== WHAT THE EXERCISE ASKS ==
Transcribe each of the following lines verbatim, leaving the pictures out of your output.

== GIVEN DATA ==

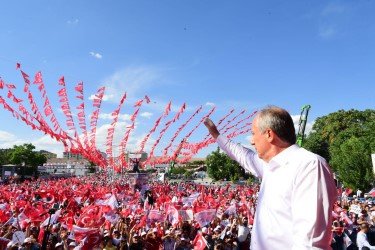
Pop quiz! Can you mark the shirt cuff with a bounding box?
[216,135,229,148]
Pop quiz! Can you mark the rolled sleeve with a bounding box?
[216,135,264,178]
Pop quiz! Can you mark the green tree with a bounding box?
[0,148,11,165]
[10,143,47,167]
[304,109,375,190]
[206,148,249,182]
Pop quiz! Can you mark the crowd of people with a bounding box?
[0,175,375,250]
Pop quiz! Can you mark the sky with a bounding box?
[0,0,375,157]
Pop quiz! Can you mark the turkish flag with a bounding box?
[193,233,207,250]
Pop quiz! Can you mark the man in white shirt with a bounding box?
[205,106,337,250]
[357,223,375,250]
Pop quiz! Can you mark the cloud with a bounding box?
[99,113,131,121]
[140,112,153,119]
[90,52,103,59]
[66,18,79,25]
[321,3,346,16]
[103,66,162,102]
[319,26,337,39]
[89,94,114,102]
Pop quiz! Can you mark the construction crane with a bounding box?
[297,105,311,147]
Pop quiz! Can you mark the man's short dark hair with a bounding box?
[257,106,296,144]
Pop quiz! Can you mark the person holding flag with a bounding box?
[204,106,337,250]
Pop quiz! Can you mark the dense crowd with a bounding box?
[0,175,375,250]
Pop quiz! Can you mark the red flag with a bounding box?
[134,99,143,107]
[193,233,207,250]
[75,82,83,93]
[59,76,65,86]
[194,209,216,227]
[34,71,43,84]
[164,102,172,115]
[5,84,16,89]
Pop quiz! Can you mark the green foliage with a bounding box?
[206,148,249,182]
[304,109,375,190]
[170,167,186,174]
[331,137,374,190]
[9,143,47,167]
[0,148,11,165]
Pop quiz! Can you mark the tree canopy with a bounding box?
[304,109,375,190]
[1,143,47,167]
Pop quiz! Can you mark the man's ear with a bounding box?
[264,128,275,142]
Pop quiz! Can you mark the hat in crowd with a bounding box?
[23,237,33,243]
[55,242,63,247]
[69,241,76,247]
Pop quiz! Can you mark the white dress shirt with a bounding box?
[217,135,337,250]
[357,231,375,249]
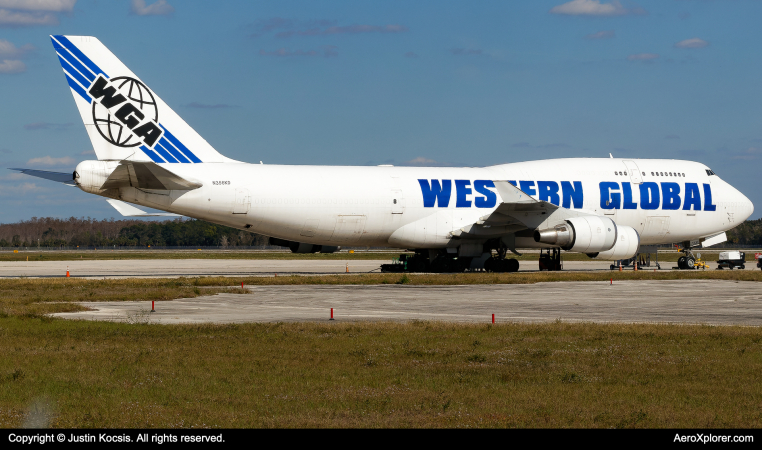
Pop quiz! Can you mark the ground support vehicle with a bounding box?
[717,252,746,270]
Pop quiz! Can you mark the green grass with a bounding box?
[0,270,762,317]
[0,317,762,428]
[0,271,762,428]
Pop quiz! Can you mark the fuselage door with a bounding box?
[623,160,643,184]
[392,189,405,214]
[233,188,251,214]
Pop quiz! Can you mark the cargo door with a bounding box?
[643,216,669,241]
[331,216,366,242]
[624,160,643,184]
[233,188,251,214]
[299,219,320,237]
[392,189,405,214]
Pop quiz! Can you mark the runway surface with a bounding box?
[56,280,762,326]
[0,259,748,278]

== RESPONSE TO THIS EXERCISE ==
Pop quiz! Can you mark the shirt cuff with a bounding box?
[216,135,229,148]
Pop quiz! Can you mark the rolled sleeve with a bounding box?
[216,135,264,178]
Pop quiz! Can you mark the green tree with a bounding box?
[0,148,11,165]
[10,143,47,167]
[304,109,375,190]
[206,148,249,182]
Pop quiz! Can you mark the crowd of people with a bounding box?
[0,175,375,250]
Pop quiz! Can you mark the sky with a bounding box?
[0,0,375,157]
Pop quiz! Can you mark the turkish flag with a bounding box?
[193,233,207,250]
Pop quiz! Can you mark the man in white shirt with a bounding box?
[205,106,337,250]
[357,223,375,250]
Pop quiz! Can you mark the cloud with a bounding box?
[99,113,131,121]
[140,112,153,119]
[90,52,103,59]
[66,18,79,25]
[321,3,346,16]
[103,66,162,102]
[319,26,337,39]
[89,94,114,102]
Pop quiz! Can you mark the construction crane with a bounding box?
[297,105,311,147]
Pop quiz! Can you mark the man's short dark hair with a bounding box?
[257,106,296,144]
Pop quiz! Can you mark the person holding flag with a bounding box?
[204,106,337,250]
Pop quiz! Can you mark the dense crowd with a bounding box?
[0,175,375,250]
Pop quiz! Can you mark the red flag with a bounding box?
[134,99,143,107]
[193,233,207,250]
[75,82,83,93]
[59,76,65,86]
[194,209,216,227]
[34,71,43,84]
[164,102,172,115]
[5,84,16,89]
Pop quiz! Can you mark the green foliage with a bounding box?
[206,148,249,182]
[304,109,375,190]
[170,167,186,174]
[331,137,374,190]
[9,143,47,167]
[0,148,11,165]
Pop quiz! Can you mark the tree canopy with a bounding box?
[304,109,375,190]
[1,143,47,167]
Pop quiz! Can you mark the man's ear with a bounding box?
[264,128,275,142]
Pop quiz! Can you mark the hat in crowd with a bounding box?
[23,237,33,243]
[55,242,63,247]
[69,241,76,247]
Pop quiz! Can you mark the white dress shirt with a bounding box?
[217,135,337,250]
[357,231,375,249]
Pop quiz! Can you mark the ground support vehicle with a bounding box?
[717,252,746,270]
Pop quiz! Can you mark the green grass with a bounding box?
[0,270,762,317]
[0,317,762,428]
[0,271,762,428]
Pop quiz! Can you mark the fuselage door with a bounding box?
[623,160,643,184]
[392,189,405,214]
[233,188,251,214]
Pop quiz! Can you mark the cargo door with a bounding box?
[643,216,669,241]
[331,216,366,242]
[624,160,643,184]
[233,188,251,214]
[299,219,320,237]
[392,189,405,214]
Pop quiz! Can you mark the runway surface with a bounding box?
[56,280,762,326]
[0,259,748,278]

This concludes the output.